Required task:
What do the lines say from the one containing "Definition of the keypoint: for every instance of the field" to the end of the records? Restate them word for word, and only those.

Data for processing:
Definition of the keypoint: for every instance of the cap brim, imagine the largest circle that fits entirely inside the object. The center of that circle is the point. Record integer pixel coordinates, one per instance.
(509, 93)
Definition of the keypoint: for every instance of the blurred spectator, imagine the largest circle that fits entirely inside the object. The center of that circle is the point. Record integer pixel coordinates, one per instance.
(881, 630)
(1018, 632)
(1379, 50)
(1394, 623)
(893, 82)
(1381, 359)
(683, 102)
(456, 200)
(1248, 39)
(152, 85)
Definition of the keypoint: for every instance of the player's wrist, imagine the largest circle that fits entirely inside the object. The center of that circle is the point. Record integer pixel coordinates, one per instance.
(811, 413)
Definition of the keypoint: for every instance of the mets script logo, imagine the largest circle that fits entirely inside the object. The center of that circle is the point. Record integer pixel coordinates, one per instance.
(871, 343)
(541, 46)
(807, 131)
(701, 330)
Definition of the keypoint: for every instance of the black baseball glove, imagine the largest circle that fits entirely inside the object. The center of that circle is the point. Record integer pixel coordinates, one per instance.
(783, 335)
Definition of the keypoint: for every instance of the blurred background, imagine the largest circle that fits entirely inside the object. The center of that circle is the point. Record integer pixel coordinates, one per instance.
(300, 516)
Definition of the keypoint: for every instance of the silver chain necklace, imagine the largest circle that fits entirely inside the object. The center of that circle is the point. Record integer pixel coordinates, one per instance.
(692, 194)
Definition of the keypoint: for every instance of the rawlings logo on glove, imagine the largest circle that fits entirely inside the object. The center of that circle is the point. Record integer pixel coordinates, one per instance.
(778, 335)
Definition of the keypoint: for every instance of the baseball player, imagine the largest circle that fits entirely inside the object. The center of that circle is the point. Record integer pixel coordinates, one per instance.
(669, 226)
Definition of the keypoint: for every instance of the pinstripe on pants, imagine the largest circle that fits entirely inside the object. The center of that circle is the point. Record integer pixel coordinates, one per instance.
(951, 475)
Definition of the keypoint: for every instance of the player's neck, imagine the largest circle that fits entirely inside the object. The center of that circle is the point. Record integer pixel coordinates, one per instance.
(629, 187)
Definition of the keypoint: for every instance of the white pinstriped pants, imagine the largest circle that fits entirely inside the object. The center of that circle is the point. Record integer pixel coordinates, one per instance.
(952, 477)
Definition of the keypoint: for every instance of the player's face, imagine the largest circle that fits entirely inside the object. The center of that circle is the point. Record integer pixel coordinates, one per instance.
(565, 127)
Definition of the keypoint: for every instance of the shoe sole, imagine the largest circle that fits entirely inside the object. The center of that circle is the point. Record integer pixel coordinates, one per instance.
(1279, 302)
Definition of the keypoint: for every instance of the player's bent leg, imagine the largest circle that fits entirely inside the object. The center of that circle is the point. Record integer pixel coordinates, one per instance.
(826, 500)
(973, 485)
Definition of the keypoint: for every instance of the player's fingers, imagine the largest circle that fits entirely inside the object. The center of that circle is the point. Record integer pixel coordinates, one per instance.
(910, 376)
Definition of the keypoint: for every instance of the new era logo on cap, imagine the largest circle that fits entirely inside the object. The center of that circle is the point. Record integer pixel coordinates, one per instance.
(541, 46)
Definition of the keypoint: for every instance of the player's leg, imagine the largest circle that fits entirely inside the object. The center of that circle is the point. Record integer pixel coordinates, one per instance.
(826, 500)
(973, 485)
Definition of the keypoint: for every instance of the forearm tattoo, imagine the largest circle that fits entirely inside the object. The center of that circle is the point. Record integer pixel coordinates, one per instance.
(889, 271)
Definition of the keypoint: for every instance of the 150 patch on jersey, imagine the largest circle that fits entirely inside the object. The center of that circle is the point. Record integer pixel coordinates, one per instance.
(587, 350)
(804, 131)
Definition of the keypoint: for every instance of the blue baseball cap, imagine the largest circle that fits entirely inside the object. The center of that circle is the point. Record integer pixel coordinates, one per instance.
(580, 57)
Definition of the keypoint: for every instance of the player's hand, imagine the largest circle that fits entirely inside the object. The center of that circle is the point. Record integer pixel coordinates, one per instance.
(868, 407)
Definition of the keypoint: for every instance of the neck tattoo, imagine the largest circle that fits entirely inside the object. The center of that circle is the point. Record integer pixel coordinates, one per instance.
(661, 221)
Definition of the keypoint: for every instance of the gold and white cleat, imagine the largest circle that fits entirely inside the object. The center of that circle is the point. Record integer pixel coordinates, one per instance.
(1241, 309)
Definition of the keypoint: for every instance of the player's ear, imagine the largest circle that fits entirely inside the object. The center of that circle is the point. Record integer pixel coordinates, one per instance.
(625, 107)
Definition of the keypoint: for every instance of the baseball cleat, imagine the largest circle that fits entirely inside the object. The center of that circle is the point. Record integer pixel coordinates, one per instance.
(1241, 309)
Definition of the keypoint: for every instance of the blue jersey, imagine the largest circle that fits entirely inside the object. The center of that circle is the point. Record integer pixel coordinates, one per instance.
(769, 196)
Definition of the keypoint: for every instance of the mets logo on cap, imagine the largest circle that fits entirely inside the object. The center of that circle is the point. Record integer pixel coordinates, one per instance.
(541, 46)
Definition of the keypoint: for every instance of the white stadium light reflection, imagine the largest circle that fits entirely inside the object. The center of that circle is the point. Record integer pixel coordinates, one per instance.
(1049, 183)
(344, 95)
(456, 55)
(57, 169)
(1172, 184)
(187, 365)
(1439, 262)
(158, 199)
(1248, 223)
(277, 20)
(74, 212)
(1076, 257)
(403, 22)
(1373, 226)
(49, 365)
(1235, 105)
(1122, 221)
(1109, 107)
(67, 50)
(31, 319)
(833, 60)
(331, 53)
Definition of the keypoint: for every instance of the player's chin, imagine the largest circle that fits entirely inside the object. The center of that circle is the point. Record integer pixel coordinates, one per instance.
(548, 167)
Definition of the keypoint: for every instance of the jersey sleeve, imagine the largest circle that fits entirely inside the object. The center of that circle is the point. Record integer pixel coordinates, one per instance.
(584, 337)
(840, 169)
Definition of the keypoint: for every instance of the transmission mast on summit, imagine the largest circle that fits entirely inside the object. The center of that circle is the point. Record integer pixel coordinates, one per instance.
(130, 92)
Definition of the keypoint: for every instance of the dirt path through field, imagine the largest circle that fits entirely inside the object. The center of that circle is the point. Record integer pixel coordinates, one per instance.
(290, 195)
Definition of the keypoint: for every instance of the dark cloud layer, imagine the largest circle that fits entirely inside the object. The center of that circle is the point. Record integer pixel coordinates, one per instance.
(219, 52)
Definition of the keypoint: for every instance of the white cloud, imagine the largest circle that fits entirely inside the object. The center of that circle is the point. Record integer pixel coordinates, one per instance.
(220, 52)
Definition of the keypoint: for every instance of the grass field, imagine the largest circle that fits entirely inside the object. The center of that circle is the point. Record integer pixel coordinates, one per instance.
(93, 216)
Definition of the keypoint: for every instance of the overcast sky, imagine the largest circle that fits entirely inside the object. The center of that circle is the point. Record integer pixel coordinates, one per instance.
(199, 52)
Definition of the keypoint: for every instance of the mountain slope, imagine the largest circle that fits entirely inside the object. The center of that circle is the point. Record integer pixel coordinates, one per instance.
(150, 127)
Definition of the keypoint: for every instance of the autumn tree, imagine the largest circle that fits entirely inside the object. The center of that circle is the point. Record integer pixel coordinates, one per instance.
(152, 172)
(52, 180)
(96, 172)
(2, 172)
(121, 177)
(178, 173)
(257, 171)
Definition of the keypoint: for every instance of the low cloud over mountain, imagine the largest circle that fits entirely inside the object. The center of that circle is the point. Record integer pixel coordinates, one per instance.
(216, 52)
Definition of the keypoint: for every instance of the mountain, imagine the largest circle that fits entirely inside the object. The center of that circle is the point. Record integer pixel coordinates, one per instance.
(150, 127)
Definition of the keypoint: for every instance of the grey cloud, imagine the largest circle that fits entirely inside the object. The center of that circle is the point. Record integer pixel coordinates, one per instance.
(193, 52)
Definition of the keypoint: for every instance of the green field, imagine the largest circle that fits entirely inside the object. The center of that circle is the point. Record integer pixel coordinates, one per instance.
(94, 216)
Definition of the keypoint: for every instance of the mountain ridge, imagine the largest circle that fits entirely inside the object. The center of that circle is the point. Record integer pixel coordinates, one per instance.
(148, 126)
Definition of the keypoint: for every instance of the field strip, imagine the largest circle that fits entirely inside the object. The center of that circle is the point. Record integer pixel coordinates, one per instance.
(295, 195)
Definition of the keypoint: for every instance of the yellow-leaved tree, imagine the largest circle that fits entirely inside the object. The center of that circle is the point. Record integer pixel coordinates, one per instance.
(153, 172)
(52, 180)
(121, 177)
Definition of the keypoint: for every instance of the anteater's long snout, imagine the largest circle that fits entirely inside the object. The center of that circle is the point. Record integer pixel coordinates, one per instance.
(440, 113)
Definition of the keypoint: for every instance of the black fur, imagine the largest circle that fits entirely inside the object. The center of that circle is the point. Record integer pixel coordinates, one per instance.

Answer in full:
Definition of the keypoint: for every instance of the field strip, imagine the largest circle that fits entirely inside the object. The center of that circle is the point. Record integer pixel coordinates, one per instance.
(295, 195)
Definition of the keypoint: for every instance of the yellow-leaved tree, imagine the largest circle that fits entirely inside the object. The center of that circle is the point. Record integer pixel coordinates, one per instance.
(153, 172)
(52, 180)
(121, 177)
Definition of the keypoint: for every instance of the anteater's long snout, imagine the largest circle that fits entirely inside the object. The center of that circle is the point. Record integer pixel coordinates, one per instance.
(440, 113)
Definition of the keypoint: for every instance of the black fur, imagine the largest circle that fits entirely inside the object. The center of that circle is the point. Record integer pixel coordinates, one per instance.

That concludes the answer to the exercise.